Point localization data

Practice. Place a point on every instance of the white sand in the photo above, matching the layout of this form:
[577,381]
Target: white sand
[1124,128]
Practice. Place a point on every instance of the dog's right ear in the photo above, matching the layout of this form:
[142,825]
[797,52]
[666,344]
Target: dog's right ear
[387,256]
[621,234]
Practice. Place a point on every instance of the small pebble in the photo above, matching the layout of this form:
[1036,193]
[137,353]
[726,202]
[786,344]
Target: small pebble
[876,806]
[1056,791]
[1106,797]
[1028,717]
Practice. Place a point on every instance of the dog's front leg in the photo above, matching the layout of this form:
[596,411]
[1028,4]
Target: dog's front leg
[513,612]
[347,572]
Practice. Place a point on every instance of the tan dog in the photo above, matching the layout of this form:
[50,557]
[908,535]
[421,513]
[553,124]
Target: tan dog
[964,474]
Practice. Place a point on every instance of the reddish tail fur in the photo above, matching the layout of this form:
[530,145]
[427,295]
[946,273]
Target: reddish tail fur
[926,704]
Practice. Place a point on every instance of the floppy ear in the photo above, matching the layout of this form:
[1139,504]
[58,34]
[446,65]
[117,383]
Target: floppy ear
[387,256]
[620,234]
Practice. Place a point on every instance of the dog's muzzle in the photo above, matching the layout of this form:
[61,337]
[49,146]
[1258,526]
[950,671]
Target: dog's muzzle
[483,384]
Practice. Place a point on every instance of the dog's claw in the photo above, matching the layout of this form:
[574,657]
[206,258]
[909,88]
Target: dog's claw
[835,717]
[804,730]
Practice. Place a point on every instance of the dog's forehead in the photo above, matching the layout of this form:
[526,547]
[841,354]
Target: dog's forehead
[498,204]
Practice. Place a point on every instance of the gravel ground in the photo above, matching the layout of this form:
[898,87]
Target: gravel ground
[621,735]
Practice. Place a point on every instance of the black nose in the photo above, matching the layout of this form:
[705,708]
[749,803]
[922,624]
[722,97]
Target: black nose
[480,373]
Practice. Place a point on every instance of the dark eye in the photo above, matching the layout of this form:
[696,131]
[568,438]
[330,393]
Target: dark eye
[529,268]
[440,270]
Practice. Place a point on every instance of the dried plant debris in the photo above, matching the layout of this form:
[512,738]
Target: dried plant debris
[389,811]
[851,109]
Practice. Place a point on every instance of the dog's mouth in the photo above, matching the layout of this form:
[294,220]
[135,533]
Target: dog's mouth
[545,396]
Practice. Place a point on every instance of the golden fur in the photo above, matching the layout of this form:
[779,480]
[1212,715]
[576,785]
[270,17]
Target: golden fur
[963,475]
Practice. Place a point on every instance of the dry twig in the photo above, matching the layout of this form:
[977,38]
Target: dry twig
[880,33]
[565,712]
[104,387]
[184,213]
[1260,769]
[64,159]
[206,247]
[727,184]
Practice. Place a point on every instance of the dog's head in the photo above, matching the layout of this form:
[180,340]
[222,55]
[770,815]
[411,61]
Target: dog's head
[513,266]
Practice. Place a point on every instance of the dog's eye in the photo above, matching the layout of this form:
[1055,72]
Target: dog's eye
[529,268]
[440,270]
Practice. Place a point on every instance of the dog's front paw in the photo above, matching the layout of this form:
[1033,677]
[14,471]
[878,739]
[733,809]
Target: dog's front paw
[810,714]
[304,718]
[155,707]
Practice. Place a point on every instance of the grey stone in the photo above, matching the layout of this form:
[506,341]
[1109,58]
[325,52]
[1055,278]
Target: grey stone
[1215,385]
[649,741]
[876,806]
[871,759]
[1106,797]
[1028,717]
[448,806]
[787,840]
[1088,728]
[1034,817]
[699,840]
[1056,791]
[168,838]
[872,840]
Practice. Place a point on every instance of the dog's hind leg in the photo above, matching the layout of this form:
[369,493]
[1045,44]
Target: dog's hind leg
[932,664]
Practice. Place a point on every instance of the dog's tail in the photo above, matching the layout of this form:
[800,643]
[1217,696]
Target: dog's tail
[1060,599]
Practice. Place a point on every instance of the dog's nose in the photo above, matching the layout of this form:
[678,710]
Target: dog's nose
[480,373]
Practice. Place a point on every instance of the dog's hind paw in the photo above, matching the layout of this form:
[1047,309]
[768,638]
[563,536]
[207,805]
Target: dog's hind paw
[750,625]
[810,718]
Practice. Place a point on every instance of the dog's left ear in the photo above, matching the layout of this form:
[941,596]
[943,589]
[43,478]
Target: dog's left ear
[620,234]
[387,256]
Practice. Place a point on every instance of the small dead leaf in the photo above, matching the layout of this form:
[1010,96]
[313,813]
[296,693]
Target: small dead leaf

...

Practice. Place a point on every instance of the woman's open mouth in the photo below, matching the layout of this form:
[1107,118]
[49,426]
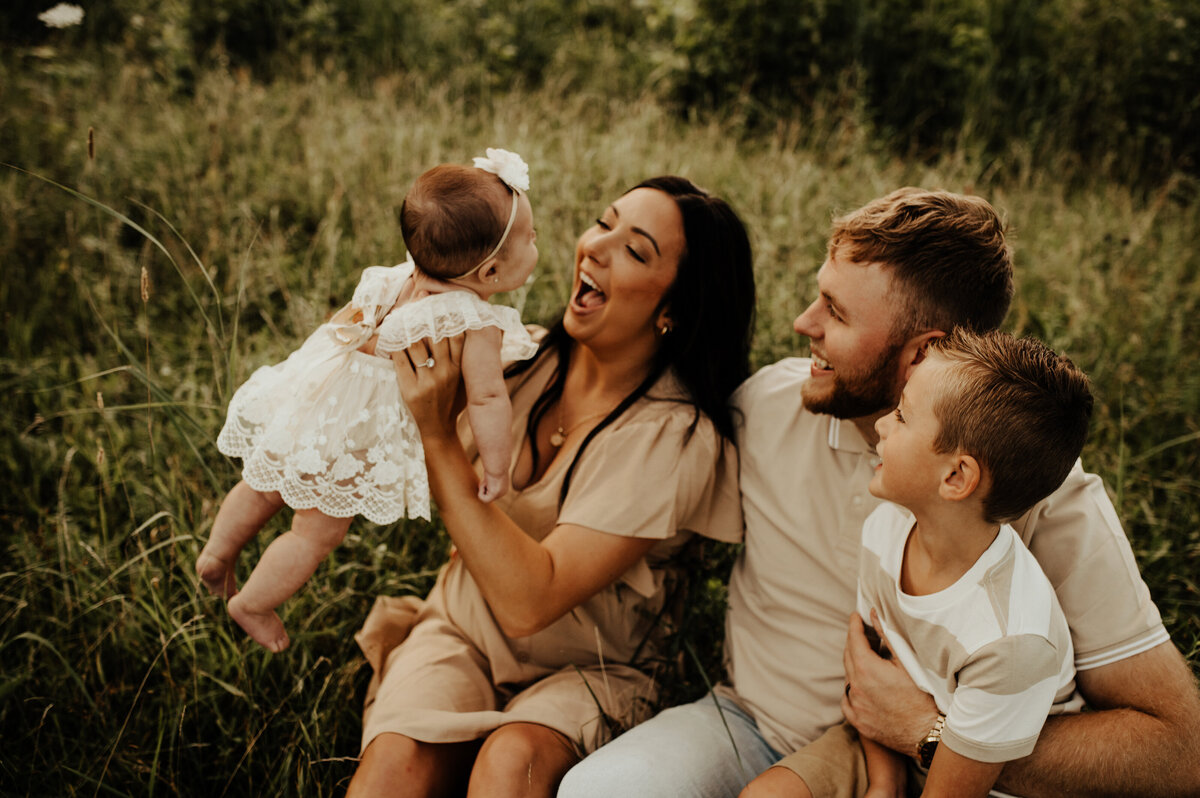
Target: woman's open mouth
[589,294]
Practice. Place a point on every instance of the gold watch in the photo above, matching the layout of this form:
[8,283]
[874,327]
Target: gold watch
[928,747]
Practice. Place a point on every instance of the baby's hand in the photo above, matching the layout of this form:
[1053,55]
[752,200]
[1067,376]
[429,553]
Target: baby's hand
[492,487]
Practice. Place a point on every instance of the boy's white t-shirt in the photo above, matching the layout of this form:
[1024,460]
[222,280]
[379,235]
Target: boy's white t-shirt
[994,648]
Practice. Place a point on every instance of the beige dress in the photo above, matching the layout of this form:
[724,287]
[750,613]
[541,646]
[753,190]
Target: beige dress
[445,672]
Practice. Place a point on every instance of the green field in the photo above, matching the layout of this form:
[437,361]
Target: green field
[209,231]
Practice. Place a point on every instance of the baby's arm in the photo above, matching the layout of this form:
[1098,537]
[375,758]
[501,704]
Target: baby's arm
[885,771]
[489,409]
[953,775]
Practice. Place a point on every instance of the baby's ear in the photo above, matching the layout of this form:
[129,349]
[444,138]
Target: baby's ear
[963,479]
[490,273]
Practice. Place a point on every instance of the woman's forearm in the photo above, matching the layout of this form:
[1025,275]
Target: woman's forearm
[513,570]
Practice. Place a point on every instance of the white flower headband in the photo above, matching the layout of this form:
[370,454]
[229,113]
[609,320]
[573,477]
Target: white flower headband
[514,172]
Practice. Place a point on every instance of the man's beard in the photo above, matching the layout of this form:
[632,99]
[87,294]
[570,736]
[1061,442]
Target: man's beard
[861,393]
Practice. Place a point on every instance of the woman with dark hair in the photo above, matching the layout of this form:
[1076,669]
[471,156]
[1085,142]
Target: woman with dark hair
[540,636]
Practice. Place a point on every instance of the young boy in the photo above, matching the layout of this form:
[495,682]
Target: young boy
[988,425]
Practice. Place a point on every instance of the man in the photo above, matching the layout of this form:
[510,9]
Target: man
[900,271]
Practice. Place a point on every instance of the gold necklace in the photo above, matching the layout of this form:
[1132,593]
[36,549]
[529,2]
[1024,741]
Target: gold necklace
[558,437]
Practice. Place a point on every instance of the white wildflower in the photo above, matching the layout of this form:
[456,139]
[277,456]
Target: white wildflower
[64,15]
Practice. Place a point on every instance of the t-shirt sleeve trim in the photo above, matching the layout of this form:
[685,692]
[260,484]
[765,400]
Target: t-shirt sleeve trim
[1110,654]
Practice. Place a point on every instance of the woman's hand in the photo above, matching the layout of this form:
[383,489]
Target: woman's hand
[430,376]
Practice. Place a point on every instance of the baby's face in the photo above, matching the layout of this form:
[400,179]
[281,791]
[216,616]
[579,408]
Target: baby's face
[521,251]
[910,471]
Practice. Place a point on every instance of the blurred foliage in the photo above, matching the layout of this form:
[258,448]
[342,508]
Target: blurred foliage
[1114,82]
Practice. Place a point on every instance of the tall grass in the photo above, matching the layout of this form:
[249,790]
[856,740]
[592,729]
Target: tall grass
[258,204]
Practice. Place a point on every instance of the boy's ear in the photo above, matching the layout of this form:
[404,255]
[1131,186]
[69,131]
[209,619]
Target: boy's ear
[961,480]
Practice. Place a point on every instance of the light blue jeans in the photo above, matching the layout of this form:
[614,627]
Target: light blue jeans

...

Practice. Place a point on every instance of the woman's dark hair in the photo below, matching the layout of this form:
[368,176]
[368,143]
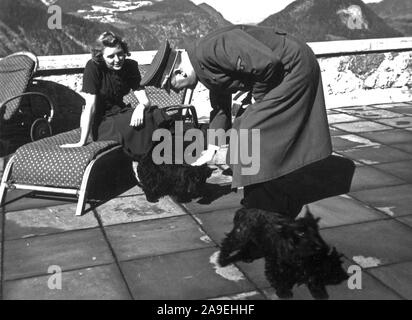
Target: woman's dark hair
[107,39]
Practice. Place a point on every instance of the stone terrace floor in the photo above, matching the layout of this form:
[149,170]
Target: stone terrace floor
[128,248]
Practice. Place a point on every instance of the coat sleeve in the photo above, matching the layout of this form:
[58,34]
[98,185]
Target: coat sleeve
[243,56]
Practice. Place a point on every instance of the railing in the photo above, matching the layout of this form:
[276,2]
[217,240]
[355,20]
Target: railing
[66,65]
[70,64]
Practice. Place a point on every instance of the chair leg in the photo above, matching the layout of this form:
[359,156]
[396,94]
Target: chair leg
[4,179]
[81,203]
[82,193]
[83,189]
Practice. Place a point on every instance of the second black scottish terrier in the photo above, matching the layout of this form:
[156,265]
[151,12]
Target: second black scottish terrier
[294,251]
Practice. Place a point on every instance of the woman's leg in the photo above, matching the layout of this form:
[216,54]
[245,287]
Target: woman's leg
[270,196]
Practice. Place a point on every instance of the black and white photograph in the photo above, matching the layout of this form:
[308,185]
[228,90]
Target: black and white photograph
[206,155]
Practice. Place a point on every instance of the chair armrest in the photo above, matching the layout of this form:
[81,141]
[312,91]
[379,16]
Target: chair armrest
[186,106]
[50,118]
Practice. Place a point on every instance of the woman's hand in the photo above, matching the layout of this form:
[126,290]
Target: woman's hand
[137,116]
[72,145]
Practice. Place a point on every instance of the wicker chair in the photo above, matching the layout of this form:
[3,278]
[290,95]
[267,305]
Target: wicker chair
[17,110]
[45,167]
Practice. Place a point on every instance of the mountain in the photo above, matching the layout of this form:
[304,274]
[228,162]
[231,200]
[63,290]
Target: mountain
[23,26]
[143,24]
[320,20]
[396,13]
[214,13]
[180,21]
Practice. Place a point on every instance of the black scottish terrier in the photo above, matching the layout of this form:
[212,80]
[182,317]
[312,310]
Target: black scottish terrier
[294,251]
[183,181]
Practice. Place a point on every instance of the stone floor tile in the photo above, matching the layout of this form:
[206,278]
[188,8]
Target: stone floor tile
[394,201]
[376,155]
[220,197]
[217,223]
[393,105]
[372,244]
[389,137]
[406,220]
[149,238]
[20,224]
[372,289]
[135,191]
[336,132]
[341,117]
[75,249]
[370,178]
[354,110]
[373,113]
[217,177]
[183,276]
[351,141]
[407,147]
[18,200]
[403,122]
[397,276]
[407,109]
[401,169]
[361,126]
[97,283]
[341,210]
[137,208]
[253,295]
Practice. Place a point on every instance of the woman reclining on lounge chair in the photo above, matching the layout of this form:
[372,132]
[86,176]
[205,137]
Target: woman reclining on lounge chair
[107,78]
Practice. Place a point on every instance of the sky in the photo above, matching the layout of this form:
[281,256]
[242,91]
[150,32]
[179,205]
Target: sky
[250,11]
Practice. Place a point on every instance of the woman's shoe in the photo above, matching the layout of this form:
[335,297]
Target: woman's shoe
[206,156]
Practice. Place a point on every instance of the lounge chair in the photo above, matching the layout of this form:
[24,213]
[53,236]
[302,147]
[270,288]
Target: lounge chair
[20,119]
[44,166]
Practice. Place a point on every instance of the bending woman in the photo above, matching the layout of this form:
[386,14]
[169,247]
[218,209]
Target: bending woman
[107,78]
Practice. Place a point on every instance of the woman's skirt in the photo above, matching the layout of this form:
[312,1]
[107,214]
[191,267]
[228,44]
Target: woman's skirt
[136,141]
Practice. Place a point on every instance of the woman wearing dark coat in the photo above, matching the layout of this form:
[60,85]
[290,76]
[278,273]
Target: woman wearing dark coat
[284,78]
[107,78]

■ **Prompt**
Copy out the lines above that hold the string "below".

■ **Finished exercise**
Practice. Place a point on every instance of the woman's open mouth in the photo below, matching the layout of this form:
Practice. Place a point on every instance of the woman's dark hair in the photo below, matching the layout of this form:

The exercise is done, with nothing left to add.